• [Your task] Arrange all of the lines below into a numbered list, leaving out any blank lines.

(Region annotation entries)
BEGIN

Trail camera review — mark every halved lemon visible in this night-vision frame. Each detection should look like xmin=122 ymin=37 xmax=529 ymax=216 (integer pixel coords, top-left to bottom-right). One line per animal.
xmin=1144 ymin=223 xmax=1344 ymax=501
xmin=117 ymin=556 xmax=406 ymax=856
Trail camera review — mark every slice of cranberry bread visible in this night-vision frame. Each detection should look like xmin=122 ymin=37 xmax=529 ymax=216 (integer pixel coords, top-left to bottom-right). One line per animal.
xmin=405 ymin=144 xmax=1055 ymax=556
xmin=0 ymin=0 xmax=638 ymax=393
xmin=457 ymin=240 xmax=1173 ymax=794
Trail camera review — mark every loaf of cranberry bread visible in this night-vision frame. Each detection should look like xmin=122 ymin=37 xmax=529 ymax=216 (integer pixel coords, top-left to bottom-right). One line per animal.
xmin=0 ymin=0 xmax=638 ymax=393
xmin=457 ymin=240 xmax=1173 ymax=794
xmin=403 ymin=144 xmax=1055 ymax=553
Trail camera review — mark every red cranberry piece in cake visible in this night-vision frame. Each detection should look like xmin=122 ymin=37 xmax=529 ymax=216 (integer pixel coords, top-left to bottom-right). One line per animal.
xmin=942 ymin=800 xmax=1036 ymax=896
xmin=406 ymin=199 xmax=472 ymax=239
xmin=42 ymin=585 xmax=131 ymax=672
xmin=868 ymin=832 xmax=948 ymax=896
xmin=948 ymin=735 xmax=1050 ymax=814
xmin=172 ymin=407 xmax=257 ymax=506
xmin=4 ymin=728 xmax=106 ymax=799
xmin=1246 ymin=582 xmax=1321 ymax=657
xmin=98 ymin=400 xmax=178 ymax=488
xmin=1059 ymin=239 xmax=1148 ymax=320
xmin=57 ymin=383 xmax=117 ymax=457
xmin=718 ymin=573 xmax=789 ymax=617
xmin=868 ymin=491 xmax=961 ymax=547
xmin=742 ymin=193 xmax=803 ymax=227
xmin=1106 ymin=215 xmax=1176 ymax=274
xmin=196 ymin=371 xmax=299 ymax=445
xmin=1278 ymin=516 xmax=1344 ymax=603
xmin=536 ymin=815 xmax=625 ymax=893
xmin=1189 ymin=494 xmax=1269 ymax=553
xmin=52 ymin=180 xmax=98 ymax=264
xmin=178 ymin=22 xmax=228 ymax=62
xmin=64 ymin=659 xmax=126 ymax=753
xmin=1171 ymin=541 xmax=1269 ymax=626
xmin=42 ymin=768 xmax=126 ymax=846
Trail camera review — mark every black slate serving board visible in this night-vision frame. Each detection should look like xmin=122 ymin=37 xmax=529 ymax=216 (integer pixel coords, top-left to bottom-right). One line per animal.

END

• [Answer to this exercise]
1. Trail camera review — mark every halved lemon visible in this night-vision frame. Each detection should look like xmin=122 ymin=37 xmax=529 ymax=216 (integer pixel coords, top-left to bottom-right). One line per animal.
2. xmin=1144 ymin=223 xmax=1344 ymax=501
3. xmin=117 ymin=556 xmax=406 ymax=856
4. Trail camera review — mark every slice of cranberry bread visible in this night-vision frame. Each detection should look like xmin=122 ymin=37 xmax=529 ymax=216 (integer pixel coords, top-left to bottom-right). One line per animal.
5. xmin=405 ymin=144 xmax=1055 ymax=556
6. xmin=0 ymin=0 xmax=638 ymax=393
7. xmin=457 ymin=240 xmax=1173 ymax=794
8. Trail camera review — mark every loaf of cranberry bread visible in this night-vision frame. Each detection should look like xmin=122 ymin=37 xmax=529 ymax=216 (integer pixel coords, top-left to bottom-right). One line per animal.
9. xmin=0 ymin=0 xmax=638 ymax=393
10. xmin=457 ymin=240 xmax=1173 ymax=794
11. xmin=403 ymin=144 xmax=1055 ymax=553
12. Trail camera review — mark every red cranberry piece in cake visible in this night-vision frame. Each detection should look like xmin=122 ymin=37 xmax=529 ymax=216 (integer pixel coords, top-left to bottom-right). One line per animal.
13. xmin=942 ymin=800 xmax=1036 ymax=896
14. xmin=406 ymin=199 xmax=472 ymax=239
15. xmin=42 ymin=585 xmax=131 ymax=672
16. xmin=868 ymin=832 xmax=948 ymax=896
17. xmin=948 ymin=735 xmax=1050 ymax=814
18. xmin=172 ymin=407 xmax=257 ymax=506
19. xmin=4 ymin=728 xmax=106 ymax=799
20. xmin=1246 ymin=582 xmax=1321 ymax=657
21. xmin=98 ymin=400 xmax=178 ymax=488
22. xmin=1059 ymin=239 xmax=1148 ymax=320
23. xmin=57 ymin=383 xmax=117 ymax=457
24. xmin=718 ymin=573 xmax=789 ymax=617
25. xmin=868 ymin=491 xmax=961 ymax=547
26. xmin=742 ymin=193 xmax=803 ymax=227
27. xmin=1106 ymin=215 xmax=1176 ymax=274
28. xmin=196 ymin=371 xmax=299 ymax=445
29. xmin=1278 ymin=516 xmax=1344 ymax=603
30. xmin=536 ymin=815 xmax=625 ymax=893
31. xmin=1189 ymin=494 xmax=1269 ymax=553
32. xmin=52 ymin=180 xmax=98 ymax=264
33. xmin=178 ymin=22 xmax=228 ymax=62
34. xmin=64 ymin=659 xmax=126 ymax=753
35. xmin=1171 ymin=541 xmax=1269 ymax=626
36. xmin=42 ymin=768 xmax=126 ymax=846
37. Trail camera review — mark every black slate serving board visible in this night-vision frame. Each detection should look like xmin=122 ymin=37 xmax=529 ymax=216 (integer pixel coords, top-left to bottom-right). One line per animal.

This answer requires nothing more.